What you are asked to do
Please state the score that the review of the Air album gives 'Pocket Symphony'.

====== Text ======

A review of Air album 'Pocket Symphony'
Once again, a new Air album is a let-down - lazy, pretentious and not even interesting enough to be a bad record. It's just boring - elevator music meets elevator flatulence.
The Cluas Verdict: 4.5 out of 10.
It seems that every new Air album since the unloved '10,000Hz Legend' is heralded in advance as "a return to form", "best album since Moon Safari" and so forth.
This time, though, we could almost have believed it - the 2006 non-Air projects by JB Dunckel and Nicolas Godin were quite impressive. Their collaboration with Charlotte Gainsbourg saw them writing strong song-based material instead of the flimsy elevator-music of 2004's 'Talkie Walkie', and Dunckel's solo record was beefed up with punk and electronica. Things looked good for the new Air release.
Alas, it's not to be; 'Pocket Symphony' is insipid, boring and shockingly formulaic.
Right from opener 'Space Maker' we get little other than slight variations on the standard Air sound: one echoing suspended chord on piano, served on a bed of picked acoustic guitar chords, distorted high-pitch vocals and 'whooooosh' sound effects. Far-eastern instruments (koto and shamizen) and navel-gazing lyrics (all 'lost' and 'falling' and time stopping/moving) strive to create a 'Lost In Translation' mood of existential-angst-in-futuristic-oriental-metropolis that by now just sounds old hat.
Even more depressing are the contributions of Jarvis Cocker and Neil Hannon. Both are made to sing in keys that are uncomfortably high for their ranges, and it takes a special kind of genius to make Cocker, the lord of swaggering perv-pop, sound as utterly flat and boring as he does here on 'One Hell Of A Party'.
Meanwhile, on 'Somewhere Between Sleeping And Waking' Hannon's attempt at profound lyrics is nothing more than an embarrassingly trite and clich? exercise from day two of songwriting school - putting opposites together: "Without blindness there is no sight.../...inside prison walls I can find release." Yin and yang, we presume it's meant to be. Such laziness is the hallmark of this unlikeable record.
Whatever about making 'Moon Safari 2', this reviewer wishes they would return to the dark, dangerous edginess of their under-rated 'Virgin Suicides' soundtrack. Unfortunately, Godin and Dunckel have apparently settled for churning out glorified incidental music, the art-house cinema version of all those drippy Snow Patrol songs that accompany death scenes on US medical dramas. What a pity.

====== Dataset records ======

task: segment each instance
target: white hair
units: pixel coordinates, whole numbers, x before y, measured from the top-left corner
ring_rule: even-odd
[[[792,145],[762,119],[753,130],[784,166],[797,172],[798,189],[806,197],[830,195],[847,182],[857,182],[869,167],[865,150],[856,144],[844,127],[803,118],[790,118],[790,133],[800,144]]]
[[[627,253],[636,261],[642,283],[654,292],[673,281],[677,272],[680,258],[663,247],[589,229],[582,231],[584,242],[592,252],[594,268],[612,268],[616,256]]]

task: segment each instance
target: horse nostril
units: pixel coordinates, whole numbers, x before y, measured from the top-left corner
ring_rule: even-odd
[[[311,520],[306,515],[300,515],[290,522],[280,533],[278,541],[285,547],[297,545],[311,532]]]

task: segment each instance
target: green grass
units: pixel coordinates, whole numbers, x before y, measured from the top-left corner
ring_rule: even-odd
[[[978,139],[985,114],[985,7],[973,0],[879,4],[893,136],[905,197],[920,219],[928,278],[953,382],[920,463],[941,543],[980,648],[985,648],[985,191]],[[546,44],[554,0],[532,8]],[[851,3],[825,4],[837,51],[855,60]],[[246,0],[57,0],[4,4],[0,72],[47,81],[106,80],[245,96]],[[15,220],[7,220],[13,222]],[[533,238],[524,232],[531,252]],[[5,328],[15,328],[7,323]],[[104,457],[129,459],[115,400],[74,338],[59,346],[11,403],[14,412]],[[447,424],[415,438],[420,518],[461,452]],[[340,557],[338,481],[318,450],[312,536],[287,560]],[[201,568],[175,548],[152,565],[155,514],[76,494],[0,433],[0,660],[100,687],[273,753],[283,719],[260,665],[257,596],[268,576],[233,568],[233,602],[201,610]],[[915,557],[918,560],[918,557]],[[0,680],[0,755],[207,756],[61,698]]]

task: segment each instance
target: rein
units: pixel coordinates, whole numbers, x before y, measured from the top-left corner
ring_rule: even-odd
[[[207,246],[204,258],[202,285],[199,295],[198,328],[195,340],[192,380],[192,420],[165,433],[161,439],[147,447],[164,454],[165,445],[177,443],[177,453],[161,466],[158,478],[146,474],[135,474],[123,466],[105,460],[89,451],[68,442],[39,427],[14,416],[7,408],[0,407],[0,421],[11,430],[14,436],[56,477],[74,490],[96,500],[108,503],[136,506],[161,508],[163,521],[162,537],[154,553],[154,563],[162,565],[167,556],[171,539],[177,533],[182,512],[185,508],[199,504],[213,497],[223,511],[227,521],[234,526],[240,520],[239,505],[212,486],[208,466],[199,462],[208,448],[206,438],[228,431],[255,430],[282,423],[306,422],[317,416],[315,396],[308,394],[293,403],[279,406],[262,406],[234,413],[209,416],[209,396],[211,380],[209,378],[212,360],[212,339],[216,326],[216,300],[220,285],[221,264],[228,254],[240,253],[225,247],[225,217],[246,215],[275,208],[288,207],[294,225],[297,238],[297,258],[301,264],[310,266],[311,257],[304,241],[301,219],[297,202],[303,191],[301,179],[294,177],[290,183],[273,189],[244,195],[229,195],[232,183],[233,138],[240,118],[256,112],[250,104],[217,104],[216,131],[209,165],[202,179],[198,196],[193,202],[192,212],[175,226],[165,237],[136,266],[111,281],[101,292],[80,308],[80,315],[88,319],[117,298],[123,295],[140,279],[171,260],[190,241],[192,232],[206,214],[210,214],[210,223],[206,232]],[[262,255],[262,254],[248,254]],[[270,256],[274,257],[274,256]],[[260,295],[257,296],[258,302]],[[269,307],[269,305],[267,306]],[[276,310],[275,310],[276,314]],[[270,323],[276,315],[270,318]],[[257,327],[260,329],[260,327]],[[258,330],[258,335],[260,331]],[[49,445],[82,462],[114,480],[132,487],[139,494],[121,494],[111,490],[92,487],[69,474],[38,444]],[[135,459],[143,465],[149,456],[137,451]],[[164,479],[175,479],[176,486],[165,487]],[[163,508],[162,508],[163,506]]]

======

Exercise answer
4.5 out of 10.